● **Point localization data**:
=== Begin Enclosure ===
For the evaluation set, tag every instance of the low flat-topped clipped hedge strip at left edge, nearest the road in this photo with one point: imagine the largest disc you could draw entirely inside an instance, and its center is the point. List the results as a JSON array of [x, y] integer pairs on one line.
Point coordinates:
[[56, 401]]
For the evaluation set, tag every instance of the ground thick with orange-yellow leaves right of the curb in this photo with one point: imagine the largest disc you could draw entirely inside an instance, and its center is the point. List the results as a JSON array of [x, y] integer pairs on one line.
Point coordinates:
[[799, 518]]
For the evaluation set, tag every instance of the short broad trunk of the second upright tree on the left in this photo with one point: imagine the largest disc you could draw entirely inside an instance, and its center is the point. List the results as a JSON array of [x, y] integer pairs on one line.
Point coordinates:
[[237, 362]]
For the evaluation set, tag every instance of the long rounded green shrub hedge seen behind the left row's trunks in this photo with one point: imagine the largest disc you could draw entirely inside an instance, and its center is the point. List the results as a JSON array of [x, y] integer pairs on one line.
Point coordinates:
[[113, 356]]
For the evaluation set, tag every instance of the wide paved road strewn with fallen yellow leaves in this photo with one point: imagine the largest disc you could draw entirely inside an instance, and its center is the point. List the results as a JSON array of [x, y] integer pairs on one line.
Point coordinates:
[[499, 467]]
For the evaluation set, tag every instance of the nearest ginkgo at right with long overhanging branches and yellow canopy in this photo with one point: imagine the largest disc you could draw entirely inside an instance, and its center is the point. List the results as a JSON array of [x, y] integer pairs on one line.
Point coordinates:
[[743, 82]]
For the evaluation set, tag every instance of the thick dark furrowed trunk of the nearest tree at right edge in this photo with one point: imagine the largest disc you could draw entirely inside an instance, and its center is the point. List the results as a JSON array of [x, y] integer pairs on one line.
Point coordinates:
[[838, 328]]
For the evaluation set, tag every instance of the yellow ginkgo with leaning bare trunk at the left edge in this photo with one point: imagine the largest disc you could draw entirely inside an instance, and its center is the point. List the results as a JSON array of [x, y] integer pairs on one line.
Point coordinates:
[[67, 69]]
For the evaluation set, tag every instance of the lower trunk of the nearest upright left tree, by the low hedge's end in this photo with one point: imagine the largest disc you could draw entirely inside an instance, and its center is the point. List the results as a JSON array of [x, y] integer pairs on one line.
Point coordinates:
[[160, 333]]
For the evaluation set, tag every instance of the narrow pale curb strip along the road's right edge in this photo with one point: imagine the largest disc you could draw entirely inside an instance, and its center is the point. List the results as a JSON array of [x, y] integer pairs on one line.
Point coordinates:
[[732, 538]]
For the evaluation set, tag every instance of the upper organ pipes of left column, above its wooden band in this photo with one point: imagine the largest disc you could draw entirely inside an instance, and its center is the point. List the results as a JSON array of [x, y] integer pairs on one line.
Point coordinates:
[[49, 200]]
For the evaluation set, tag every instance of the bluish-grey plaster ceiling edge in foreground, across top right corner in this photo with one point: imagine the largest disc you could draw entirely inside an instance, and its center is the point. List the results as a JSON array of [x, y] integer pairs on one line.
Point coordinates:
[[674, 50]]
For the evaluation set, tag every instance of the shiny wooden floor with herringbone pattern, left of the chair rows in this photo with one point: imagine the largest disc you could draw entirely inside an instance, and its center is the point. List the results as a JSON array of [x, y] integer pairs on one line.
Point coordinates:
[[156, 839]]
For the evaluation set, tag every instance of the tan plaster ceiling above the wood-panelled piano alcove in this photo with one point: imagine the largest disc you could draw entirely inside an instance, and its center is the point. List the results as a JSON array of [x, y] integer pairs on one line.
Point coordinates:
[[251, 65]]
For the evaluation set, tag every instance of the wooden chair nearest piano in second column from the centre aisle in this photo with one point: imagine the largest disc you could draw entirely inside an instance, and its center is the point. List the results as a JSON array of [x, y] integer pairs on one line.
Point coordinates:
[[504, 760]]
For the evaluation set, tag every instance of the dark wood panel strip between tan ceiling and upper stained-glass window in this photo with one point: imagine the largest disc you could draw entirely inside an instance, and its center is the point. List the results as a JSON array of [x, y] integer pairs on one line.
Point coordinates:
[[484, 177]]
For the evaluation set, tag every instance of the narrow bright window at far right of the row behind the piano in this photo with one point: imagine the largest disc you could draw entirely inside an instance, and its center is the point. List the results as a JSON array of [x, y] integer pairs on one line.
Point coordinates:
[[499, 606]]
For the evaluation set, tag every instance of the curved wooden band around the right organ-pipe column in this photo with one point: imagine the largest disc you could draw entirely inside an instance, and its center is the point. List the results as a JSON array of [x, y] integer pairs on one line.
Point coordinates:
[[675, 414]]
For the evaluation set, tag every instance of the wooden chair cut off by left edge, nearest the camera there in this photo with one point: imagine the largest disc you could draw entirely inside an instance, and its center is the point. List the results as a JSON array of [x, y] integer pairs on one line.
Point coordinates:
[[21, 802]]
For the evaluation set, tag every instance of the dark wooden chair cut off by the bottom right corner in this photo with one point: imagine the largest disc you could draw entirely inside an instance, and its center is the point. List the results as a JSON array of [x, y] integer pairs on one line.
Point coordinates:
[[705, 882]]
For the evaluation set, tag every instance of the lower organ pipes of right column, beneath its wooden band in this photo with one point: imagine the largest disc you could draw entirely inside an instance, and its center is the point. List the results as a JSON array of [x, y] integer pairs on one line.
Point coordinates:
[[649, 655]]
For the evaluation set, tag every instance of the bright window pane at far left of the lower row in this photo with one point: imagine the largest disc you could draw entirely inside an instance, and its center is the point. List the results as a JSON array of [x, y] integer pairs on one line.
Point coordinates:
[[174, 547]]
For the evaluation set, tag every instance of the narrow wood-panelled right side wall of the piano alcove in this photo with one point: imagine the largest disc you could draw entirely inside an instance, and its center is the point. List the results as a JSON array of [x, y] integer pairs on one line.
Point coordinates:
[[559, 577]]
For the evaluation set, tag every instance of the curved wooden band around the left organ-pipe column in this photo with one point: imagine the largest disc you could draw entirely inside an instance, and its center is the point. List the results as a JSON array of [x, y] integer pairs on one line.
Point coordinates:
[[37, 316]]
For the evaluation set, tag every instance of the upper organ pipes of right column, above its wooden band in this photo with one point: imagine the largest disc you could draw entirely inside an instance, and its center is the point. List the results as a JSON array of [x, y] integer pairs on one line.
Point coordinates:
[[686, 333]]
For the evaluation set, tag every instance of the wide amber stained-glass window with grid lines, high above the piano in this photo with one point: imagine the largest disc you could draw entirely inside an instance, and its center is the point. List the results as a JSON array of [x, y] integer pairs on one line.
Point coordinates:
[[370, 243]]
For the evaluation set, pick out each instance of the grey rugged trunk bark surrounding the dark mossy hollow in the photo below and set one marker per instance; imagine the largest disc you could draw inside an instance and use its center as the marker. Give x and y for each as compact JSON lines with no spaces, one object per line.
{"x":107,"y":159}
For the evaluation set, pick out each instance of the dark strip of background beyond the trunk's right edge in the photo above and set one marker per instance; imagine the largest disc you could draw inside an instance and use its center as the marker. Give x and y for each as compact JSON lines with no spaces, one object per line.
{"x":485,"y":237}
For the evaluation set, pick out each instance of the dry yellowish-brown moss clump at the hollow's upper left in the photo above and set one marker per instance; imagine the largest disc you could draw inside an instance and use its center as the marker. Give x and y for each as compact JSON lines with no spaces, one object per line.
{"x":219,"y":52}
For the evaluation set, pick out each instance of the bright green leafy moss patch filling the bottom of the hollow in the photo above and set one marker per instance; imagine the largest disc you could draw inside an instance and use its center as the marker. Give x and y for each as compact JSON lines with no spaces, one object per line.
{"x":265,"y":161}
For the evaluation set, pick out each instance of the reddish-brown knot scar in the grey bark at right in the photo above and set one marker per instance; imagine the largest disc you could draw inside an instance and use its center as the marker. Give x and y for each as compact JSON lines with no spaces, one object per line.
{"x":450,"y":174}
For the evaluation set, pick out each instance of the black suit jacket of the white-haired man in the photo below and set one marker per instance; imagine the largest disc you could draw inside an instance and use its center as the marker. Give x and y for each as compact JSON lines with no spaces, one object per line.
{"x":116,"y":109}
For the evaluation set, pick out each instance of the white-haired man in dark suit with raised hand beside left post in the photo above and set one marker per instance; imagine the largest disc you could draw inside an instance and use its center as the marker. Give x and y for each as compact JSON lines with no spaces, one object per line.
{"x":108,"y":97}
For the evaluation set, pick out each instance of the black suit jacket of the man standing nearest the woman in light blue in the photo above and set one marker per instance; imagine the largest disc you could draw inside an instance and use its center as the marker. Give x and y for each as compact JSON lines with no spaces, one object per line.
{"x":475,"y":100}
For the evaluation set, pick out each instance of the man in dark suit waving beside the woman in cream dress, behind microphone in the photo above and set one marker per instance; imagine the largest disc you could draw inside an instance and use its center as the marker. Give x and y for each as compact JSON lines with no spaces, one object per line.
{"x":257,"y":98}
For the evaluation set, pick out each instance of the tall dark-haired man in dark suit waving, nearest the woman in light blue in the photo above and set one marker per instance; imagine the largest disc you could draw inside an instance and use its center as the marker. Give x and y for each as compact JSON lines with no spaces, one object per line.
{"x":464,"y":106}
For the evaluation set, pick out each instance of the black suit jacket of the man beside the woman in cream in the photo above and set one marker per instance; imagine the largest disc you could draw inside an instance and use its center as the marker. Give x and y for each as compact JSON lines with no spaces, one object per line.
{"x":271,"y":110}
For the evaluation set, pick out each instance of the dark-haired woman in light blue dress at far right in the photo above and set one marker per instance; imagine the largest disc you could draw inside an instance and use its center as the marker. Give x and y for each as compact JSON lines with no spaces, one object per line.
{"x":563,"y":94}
=== End Enclosure ===
● **What to produce**:
The word "curved" may occur in lines of the records. Report how many such lines there are, giving only the number.

● **Task answer**:
2